(Excerpts from a point labeling dataset)
_ _ _ _ _ _ _
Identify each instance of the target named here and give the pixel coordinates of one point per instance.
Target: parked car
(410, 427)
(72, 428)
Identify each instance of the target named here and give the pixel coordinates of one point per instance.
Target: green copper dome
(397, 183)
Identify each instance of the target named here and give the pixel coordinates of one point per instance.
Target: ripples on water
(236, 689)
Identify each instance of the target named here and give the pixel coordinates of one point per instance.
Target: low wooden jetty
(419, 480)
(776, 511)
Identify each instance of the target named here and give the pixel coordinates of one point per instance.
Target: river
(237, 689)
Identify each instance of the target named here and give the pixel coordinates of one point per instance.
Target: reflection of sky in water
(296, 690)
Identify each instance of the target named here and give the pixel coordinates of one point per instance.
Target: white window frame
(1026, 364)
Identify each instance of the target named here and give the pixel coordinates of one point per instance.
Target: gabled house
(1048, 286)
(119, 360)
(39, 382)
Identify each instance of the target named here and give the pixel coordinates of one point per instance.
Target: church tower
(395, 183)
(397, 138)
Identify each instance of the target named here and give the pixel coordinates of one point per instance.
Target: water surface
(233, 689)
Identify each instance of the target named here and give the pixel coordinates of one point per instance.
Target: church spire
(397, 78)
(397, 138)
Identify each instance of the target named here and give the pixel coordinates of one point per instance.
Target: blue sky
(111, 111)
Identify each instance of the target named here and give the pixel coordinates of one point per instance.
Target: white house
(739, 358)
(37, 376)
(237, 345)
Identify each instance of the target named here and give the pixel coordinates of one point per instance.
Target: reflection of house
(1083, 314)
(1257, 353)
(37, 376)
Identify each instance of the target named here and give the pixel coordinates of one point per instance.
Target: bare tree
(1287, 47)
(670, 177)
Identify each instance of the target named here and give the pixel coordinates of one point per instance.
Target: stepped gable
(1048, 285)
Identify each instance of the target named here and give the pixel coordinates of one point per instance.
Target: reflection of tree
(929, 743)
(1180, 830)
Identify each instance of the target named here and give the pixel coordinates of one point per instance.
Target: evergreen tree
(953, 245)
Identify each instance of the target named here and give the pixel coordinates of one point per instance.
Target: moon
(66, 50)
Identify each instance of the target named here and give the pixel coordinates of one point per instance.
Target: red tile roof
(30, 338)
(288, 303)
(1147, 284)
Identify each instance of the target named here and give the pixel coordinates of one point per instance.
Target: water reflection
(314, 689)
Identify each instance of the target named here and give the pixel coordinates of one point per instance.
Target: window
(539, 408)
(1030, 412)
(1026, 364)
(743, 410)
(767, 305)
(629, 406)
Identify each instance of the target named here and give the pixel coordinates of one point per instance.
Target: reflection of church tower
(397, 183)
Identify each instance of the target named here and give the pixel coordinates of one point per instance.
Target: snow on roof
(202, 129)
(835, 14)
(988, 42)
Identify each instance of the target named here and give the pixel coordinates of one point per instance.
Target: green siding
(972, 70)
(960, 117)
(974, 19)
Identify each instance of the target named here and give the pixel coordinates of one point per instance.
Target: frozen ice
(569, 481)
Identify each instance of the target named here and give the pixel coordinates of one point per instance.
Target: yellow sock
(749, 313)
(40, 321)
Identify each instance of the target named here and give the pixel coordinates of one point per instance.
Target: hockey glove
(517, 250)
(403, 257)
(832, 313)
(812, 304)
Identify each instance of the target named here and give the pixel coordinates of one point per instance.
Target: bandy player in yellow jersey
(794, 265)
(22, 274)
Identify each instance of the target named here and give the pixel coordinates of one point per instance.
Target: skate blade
_ _ _ _ _ _ _
- **Task description**
List every line of the material that contains the string "yellow", with case counting.

- **Response**
Target: yellow sock
Target: bandy player in yellow jersey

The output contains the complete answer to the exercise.